Source document:
_____
ANNOTATE BACTERIAL GENOME SEQUENCES (PREDICT GENES AND THEIR FUNCTIONS) USING ARTEMIS
Today we will be learning about genome annotation. We will use the program Prokka, which is designed for annotating Bacterial genomes, to annotate our genome assemblies from earlier today.
First, let’s copy our genome assembly from crick onto your desktop using FileZilla. Connect to crick using FileZilla and navigate to the folder genome_assembly/kmer75assembly/ and download the file contigs.fa by dragging it to your desktop.
Next, open the program Artemis by going to the following link and click the "LAUNCH" button:
http://www.sanger.ac.uk/science/tools/artemis
Click on the File menu and click “Open ...”
Next, find your contigs.fa file in your desktop folder in the file open window and click “Open”.
A new window will appear showing the regions of the genome.
This is your assembled genome sequence. All of the assembled contigs will be displayed next to each other (but not in the correct order). Scroll around to see the different sequences.
Now let’s try to find an open reading frame in your genome sequence.
Click on the “Create” menu and select the option “Mark Open Reading Frames ...”
Change the minimum open reading frame size to 100 if it isn’t already and click OK.
This will display all of the open reading frames (regions starting with “ATG” and ending with a stop codon) in your genome sequence as a blue box.
Let’s find out what one of these regions might be. Pick an open reading frame and click on it to select it.
Click the menu option “Run”, then select “NCBI Searches” and then “blastx”. Then click “OK” in the window that appears.
This will perform a BLAST search of a translation of your chosen open reading frame sequence against a database of known protein sequences.
A new window will pop up with the results of your BLAST search. This may take a while to run.
Look at the first few results of your BLAST search. What function might your chosen sequence have?
It might not be a gene at all. if you just see genome sequences or no results, try again with a different open reading frame.
Try looking around the genome sequence using Artemis and see what you find.
_____
Stored data entries:
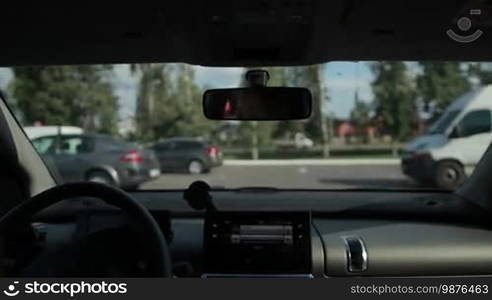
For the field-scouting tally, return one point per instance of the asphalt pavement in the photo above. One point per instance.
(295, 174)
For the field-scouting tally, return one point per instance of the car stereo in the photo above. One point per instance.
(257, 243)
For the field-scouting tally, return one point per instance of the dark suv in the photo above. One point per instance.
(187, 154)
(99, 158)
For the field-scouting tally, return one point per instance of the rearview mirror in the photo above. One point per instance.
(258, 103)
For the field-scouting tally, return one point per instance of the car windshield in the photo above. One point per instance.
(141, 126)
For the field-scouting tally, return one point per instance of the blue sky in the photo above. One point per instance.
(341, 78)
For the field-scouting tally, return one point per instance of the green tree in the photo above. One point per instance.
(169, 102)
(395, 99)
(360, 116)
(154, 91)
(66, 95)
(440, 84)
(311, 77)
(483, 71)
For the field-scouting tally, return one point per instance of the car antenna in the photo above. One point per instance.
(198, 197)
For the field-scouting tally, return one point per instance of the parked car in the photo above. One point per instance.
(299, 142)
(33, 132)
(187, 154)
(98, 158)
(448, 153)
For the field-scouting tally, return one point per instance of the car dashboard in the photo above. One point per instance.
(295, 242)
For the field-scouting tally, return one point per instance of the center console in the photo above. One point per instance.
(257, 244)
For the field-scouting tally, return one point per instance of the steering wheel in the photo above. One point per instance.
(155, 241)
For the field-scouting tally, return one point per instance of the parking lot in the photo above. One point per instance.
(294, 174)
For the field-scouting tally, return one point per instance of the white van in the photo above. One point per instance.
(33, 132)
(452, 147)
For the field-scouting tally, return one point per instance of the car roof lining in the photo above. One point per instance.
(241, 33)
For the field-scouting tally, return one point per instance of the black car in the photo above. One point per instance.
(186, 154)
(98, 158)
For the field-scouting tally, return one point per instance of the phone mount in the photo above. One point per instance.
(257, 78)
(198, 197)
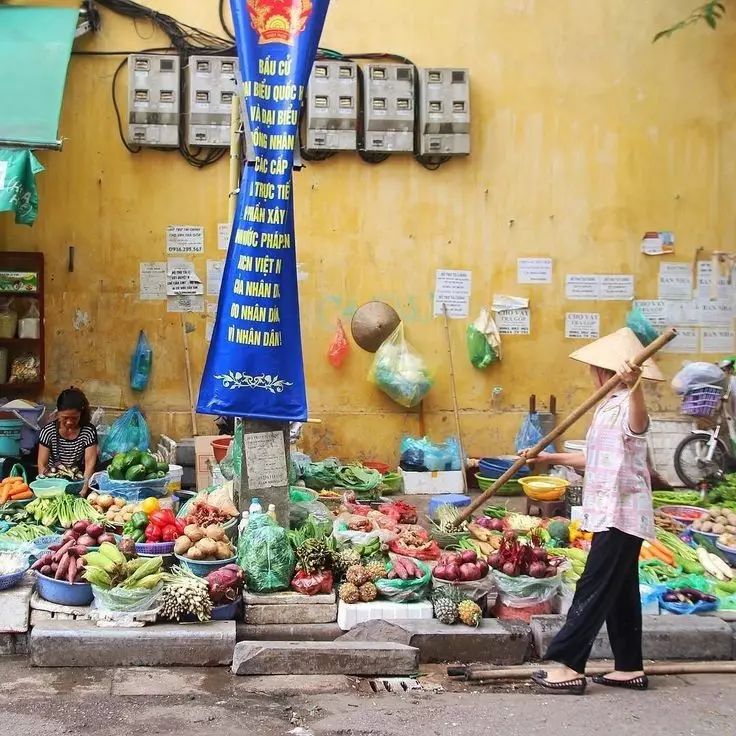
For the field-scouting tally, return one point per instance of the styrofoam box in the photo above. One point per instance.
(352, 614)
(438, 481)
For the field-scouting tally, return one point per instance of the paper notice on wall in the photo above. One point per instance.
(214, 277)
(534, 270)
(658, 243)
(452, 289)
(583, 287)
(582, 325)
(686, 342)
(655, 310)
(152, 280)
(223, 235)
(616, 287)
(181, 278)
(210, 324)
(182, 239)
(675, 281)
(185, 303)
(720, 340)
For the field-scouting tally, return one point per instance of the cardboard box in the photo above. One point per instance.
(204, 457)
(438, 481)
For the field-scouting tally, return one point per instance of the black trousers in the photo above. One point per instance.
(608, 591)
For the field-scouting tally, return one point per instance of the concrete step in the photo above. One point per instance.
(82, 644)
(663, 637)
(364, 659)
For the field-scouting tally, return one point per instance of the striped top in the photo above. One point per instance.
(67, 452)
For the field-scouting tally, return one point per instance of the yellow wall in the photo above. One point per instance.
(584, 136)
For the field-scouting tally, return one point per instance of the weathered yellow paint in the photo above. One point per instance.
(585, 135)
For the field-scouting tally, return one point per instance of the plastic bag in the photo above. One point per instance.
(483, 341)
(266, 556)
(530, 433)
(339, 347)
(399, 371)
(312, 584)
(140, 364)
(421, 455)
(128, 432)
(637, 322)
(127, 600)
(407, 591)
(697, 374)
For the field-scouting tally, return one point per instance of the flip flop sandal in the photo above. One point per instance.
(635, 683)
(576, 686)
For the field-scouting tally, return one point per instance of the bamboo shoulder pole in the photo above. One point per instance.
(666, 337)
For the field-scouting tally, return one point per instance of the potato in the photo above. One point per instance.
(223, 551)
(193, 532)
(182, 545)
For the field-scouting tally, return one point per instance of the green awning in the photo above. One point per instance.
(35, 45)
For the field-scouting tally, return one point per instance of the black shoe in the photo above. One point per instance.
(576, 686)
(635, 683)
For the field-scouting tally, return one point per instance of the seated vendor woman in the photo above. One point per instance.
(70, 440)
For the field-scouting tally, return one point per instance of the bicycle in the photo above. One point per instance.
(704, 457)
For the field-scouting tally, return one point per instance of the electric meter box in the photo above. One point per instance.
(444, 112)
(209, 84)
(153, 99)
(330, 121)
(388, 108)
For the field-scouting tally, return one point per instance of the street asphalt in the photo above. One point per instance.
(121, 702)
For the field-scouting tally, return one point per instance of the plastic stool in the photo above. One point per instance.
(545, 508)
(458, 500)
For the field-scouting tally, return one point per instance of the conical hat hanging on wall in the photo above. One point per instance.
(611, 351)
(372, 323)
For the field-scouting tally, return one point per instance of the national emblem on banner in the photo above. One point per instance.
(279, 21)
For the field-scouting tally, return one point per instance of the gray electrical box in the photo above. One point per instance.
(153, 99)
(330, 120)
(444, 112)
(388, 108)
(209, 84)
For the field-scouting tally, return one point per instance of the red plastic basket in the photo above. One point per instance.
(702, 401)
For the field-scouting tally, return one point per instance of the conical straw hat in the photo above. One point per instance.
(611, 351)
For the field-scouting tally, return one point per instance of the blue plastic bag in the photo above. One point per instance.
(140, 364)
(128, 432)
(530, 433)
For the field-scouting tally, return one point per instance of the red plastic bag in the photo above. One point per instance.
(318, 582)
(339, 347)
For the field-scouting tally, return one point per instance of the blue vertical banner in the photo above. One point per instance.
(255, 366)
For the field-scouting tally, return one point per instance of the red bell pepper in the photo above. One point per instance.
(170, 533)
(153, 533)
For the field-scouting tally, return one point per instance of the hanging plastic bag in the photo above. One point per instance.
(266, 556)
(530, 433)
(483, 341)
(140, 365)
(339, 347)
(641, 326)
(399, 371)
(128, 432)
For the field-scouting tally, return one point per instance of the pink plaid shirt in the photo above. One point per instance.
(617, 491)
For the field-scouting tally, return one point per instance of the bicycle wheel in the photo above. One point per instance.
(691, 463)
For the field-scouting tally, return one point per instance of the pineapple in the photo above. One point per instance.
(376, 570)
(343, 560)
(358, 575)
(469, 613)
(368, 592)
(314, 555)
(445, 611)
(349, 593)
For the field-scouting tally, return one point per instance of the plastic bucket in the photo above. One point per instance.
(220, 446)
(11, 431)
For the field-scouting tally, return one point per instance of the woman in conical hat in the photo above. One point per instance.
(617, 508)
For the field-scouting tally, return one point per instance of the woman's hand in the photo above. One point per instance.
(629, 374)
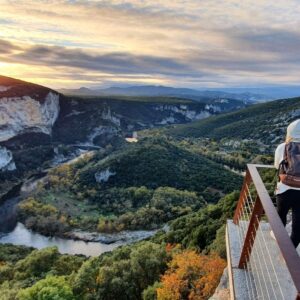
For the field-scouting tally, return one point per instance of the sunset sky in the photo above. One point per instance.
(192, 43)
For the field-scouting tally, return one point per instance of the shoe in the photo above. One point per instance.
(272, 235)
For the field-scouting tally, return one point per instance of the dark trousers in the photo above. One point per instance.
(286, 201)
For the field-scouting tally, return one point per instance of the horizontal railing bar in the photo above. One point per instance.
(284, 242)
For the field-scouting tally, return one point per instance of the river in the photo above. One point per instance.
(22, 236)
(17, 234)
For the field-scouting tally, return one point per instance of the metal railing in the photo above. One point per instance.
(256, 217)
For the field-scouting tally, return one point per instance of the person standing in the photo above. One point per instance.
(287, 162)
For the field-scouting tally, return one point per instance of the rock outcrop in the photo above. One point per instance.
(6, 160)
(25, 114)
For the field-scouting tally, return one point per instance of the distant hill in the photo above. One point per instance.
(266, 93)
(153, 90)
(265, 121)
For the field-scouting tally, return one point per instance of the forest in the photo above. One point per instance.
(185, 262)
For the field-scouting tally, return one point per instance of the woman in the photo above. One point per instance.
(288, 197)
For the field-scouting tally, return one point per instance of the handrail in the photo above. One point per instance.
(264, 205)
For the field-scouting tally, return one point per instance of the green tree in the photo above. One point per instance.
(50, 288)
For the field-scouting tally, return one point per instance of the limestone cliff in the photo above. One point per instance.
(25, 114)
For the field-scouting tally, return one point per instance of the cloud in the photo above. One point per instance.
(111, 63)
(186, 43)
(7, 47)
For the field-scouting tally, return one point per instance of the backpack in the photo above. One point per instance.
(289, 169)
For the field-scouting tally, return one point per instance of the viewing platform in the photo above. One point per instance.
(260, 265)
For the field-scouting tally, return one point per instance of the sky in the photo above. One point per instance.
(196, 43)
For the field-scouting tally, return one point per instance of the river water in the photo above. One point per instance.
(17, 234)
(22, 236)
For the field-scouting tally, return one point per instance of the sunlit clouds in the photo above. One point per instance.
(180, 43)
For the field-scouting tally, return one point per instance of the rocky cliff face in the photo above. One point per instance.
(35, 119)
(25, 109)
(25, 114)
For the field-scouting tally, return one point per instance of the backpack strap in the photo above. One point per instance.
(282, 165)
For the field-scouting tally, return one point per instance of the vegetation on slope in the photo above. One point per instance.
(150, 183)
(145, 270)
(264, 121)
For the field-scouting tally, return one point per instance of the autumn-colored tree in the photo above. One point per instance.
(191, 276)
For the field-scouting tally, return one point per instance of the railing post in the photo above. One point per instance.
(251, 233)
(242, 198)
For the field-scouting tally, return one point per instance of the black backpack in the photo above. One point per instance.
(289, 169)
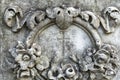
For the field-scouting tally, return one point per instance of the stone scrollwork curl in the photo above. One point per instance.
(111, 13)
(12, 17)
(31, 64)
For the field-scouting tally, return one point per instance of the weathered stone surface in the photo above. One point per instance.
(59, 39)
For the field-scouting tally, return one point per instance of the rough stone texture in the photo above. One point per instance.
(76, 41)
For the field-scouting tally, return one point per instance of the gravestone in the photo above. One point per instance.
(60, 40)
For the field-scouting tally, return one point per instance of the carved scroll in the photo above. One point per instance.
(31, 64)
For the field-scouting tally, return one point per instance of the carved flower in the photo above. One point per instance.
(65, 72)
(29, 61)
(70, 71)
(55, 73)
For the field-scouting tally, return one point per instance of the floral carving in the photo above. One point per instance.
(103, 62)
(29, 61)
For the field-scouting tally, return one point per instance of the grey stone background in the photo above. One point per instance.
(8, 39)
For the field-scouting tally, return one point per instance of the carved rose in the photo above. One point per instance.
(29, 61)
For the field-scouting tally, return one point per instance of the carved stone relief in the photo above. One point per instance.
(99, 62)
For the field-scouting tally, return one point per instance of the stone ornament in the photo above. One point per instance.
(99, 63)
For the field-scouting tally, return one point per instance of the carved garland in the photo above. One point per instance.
_____
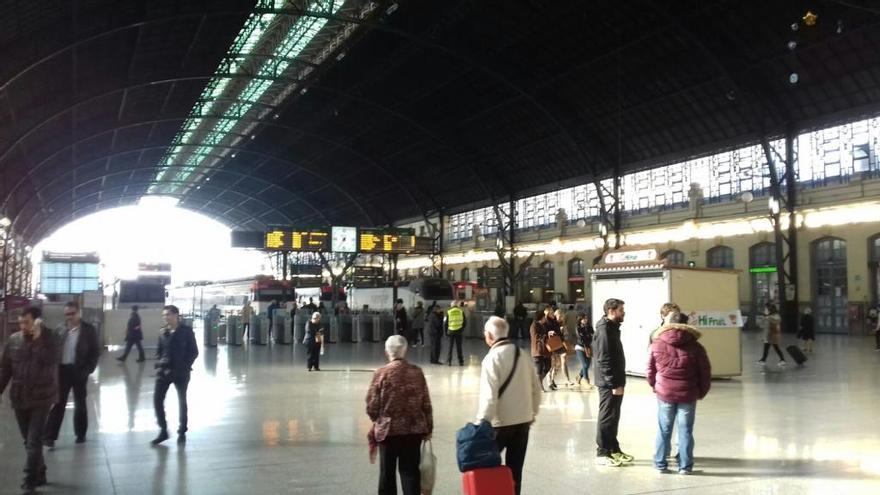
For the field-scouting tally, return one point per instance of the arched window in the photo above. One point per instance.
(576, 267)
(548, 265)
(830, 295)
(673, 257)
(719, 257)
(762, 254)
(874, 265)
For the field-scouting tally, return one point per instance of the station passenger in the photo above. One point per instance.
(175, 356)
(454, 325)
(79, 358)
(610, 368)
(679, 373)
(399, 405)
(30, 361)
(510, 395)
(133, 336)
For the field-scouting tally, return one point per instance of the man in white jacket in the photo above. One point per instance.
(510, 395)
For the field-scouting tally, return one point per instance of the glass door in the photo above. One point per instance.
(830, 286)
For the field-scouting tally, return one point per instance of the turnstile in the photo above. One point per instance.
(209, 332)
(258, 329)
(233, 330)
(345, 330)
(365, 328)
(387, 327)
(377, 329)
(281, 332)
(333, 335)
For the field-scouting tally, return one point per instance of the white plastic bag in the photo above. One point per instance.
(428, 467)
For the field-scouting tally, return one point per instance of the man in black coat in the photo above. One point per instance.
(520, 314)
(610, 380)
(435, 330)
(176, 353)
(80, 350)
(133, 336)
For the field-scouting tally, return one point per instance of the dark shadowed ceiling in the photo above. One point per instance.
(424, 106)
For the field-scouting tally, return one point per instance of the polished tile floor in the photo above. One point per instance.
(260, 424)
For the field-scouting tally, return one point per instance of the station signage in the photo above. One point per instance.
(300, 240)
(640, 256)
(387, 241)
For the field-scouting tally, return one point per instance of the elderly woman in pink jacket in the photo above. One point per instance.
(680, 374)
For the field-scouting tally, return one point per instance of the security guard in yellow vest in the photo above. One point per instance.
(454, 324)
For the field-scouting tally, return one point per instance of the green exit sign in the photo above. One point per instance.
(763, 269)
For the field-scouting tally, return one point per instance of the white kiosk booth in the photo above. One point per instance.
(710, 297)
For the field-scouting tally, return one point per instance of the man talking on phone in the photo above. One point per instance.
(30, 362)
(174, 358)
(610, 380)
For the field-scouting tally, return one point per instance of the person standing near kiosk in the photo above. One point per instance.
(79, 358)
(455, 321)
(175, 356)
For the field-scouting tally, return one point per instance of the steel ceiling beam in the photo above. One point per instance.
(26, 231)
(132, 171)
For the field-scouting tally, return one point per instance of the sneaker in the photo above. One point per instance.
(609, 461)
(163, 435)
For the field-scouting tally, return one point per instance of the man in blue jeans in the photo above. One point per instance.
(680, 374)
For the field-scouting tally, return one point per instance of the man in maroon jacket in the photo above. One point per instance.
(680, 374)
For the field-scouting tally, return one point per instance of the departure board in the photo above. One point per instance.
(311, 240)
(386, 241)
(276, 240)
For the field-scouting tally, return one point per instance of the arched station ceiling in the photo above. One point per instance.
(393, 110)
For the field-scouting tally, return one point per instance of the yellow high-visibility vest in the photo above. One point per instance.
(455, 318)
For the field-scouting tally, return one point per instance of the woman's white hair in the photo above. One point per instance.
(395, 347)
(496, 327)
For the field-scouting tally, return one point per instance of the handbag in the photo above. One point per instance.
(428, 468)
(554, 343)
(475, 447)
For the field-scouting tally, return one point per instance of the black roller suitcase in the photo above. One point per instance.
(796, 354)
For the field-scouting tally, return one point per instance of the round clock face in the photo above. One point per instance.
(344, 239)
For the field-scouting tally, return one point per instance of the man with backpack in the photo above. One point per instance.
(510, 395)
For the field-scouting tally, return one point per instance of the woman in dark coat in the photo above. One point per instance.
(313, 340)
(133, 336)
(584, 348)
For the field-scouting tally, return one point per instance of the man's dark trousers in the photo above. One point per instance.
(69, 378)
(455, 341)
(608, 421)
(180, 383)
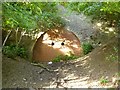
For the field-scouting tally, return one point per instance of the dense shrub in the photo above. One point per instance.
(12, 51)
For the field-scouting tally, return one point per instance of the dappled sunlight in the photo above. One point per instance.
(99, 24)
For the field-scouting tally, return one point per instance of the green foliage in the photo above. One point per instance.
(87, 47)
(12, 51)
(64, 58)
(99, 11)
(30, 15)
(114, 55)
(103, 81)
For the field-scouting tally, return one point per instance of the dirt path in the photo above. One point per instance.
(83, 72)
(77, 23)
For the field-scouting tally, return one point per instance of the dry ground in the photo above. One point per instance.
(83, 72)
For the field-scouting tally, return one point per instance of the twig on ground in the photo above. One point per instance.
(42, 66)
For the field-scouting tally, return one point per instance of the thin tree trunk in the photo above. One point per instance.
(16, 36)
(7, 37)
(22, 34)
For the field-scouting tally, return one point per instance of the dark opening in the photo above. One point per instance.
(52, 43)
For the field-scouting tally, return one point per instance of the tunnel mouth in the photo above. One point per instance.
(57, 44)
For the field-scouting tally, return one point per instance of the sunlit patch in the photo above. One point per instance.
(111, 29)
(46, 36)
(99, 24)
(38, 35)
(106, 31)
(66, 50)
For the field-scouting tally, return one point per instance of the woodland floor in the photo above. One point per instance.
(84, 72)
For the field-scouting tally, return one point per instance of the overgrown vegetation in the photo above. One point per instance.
_____
Required work: In the genome annotation walkthrough, what minimum open reading frame size should be set when marking open reading frames? Please answer briefly.

Result of the exercise: 100